== RECORDS TO USE ==
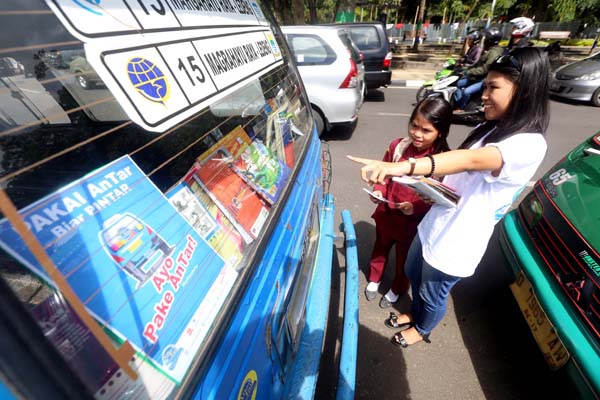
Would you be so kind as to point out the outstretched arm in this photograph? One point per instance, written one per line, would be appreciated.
(451, 162)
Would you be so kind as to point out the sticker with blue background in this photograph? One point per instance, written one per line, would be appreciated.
(140, 269)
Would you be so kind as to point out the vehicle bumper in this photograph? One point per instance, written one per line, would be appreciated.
(344, 111)
(574, 90)
(375, 79)
(521, 255)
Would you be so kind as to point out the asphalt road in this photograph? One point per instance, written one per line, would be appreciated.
(483, 348)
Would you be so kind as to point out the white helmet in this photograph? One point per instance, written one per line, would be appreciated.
(522, 26)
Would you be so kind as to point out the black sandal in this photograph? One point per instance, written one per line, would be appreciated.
(392, 323)
(399, 341)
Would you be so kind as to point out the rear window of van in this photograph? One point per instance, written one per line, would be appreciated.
(365, 37)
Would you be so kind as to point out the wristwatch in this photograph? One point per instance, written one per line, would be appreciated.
(413, 163)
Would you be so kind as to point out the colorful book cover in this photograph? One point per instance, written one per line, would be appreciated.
(262, 170)
(223, 238)
(242, 205)
(236, 199)
(235, 142)
(136, 264)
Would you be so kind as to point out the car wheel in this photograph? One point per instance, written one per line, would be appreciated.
(424, 91)
(596, 98)
(320, 123)
(84, 83)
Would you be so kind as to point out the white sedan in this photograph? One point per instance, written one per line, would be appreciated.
(332, 72)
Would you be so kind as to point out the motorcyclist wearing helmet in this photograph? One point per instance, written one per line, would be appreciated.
(474, 52)
(472, 79)
(521, 31)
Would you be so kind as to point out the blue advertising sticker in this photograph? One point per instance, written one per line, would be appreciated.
(131, 258)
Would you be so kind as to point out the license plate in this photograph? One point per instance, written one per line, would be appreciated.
(548, 341)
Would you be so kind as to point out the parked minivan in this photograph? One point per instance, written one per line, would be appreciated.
(331, 70)
(372, 40)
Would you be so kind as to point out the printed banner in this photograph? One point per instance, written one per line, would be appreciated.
(88, 19)
(132, 259)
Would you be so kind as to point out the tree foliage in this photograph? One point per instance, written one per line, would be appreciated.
(322, 11)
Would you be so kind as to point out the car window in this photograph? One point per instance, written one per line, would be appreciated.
(365, 37)
(354, 52)
(311, 50)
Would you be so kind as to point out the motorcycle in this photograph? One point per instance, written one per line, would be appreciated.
(473, 111)
(446, 71)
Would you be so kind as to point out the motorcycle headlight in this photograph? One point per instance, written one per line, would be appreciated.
(531, 210)
(589, 77)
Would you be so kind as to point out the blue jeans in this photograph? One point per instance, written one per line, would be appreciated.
(430, 289)
(465, 91)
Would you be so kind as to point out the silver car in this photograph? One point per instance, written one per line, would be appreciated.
(331, 70)
(579, 80)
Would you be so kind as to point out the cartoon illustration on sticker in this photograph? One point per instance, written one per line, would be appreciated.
(148, 79)
(134, 246)
(274, 45)
(249, 386)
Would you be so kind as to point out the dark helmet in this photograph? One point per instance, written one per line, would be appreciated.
(493, 36)
(475, 36)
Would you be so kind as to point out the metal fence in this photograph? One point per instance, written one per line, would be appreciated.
(442, 33)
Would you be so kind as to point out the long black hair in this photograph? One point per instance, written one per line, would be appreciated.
(529, 69)
(438, 112)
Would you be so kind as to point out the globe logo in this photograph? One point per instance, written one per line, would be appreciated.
(85, 5)
(148, 79)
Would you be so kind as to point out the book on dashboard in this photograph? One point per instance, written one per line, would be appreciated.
(379, 198)
(430, 188)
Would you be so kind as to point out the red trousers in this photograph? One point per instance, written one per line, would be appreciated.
(381, 250)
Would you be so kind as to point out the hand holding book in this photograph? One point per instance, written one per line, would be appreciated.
(431, 189)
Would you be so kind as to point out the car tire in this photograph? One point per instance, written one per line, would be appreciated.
(424, 91)
(596, 98)
(320, 123)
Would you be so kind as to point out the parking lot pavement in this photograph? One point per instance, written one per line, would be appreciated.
(411, 77)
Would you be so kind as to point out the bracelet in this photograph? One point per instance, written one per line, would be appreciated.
(430, 174)
(413, 163)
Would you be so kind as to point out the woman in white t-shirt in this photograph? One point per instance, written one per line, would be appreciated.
(489, 170)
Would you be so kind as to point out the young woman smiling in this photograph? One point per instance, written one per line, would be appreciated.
(489, 170)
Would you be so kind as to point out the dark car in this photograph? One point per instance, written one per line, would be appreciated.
(371, 39)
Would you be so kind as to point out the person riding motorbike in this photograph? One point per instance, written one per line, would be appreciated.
(521, 31)
(474, 52)
(471, 81)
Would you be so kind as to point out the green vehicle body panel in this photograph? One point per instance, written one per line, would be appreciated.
(577, 196)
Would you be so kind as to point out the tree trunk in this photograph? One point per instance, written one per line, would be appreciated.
(462, 26)
(345, 11)
(312, 10)
(419, 25)
(298, 12)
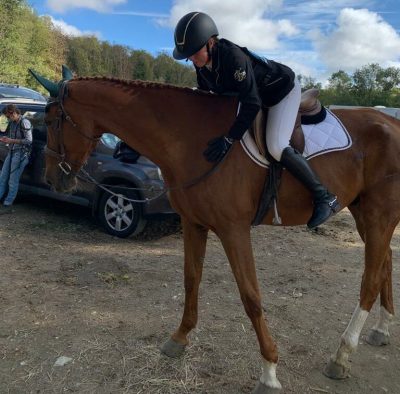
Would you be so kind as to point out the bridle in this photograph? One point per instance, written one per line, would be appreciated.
(66, 167)
(56, 125)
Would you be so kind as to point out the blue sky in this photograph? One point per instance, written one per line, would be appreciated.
(314, 37)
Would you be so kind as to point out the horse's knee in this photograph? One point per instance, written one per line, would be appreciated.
(252, 304)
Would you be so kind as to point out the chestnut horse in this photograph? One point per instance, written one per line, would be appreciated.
(171, 126)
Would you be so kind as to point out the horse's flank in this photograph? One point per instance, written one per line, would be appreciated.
(171, 125)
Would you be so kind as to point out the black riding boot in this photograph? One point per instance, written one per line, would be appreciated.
(325, 203)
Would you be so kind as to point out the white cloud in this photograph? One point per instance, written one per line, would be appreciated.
(361, 37)
(96, 5)
(72, 31)
(242, 22)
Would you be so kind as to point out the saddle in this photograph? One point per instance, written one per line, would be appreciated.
(310, 111)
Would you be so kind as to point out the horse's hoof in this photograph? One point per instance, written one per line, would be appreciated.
(261, 388)
(377, 338)
(172, 348)
(334, 370)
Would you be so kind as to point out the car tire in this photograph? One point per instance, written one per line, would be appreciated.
(121, 217)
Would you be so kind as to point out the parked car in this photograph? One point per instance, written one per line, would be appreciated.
(9, 91)
(136, 179)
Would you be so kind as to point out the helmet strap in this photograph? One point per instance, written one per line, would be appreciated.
(208, 52)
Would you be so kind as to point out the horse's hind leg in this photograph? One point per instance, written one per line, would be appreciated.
(377, 227)
(238, 248)
(379, 334)
(195, 240)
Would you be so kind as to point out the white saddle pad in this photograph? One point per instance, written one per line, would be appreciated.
(327, 136)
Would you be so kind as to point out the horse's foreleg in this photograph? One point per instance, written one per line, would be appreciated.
(238, 248)
(377, 240)
(195, 239)
(379, 334)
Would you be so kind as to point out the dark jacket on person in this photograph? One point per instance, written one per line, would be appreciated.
(256, 81)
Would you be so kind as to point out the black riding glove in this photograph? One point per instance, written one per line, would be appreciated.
(217, 148)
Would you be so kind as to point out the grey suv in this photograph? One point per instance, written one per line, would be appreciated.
(138, 179)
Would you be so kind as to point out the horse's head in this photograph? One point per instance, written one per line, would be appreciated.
(68, 141)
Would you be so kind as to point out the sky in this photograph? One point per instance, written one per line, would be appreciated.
(314, 37)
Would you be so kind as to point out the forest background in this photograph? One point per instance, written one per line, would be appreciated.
(28, 40)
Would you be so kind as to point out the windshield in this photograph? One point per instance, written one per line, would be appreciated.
(110, 140)
(18, 92)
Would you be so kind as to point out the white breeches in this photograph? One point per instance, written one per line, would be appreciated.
(281, 121)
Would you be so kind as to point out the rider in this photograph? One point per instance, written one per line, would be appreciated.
(222, 66)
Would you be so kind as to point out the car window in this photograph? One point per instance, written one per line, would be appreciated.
(110, 140)
(20, 92)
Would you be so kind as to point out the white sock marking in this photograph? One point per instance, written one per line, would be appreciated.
(268, 376)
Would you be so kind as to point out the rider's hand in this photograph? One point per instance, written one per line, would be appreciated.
(217, 148)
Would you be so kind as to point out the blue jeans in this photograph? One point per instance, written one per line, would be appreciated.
(13, 166)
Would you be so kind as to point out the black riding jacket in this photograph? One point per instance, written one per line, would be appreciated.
(256, 81)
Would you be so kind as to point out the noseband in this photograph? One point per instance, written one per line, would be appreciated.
(56, 125)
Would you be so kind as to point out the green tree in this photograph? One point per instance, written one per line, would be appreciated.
(308, 82)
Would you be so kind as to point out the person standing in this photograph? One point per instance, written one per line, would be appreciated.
(19, 142)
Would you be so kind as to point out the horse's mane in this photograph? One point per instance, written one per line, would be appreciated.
(143, 84)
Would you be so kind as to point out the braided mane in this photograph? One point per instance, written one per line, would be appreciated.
(142, 84)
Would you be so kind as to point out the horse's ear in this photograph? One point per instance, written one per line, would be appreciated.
(50, 86)
(67, 73)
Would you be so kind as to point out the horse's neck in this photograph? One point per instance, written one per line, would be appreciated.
(169, 126)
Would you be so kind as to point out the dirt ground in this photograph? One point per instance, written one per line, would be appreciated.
(107, 304)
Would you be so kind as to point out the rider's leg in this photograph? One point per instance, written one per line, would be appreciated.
(281, 120)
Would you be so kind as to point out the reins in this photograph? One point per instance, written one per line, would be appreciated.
(66, 167)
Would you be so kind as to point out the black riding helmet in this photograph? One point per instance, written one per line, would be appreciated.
(191, 33)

== WHAT YOU HAVE TO DO ==
Each line from the one containing "the person standing" to the final line of the entries above must be returned exactly, and no other line may appear.

== ANSWER TO THIS PROBLEM ==
Would you be so kind as to point out the person standing in this photograph? One point per instance, written one per line, would be appreciated.
(19, 142)
Would you be so kind as to point out the horse's mane in this photograph? One point per instance, written one per line, would be appreciated.
(143, 84)
Would you be so kind as to point out the braided mane in this photograph? One point per instance, written one per line, would be appreciated.
(142, 84)
Would you be so kind as to point out the horse's ear in this photograph? One point per instance, written one per line, would be appreciated.
(50, 86)
(67, 73)
Would you be so kind as to point out the horse's neck in this photograph? One point per instance, written one per line, would be appreciated.
(169, 126)
Would you be so kind as to point out the dirt ground in this photograph? One point per instance, written one per line, would be appreciated.
(107, 304)
Would you be so kind as to point out the rider's leg in this photograph? One point per instance, written one per line, would be appreciated.
(281, 120)
Would you be so kind as to point out the reins in this photograph? One point per instance, written one per line, would be appreciated.
(66, 167)
Would you be so kind as to point out the black riding helmet in this photograph? One point per instance, written one per line, would be appreciated.
(191, 33)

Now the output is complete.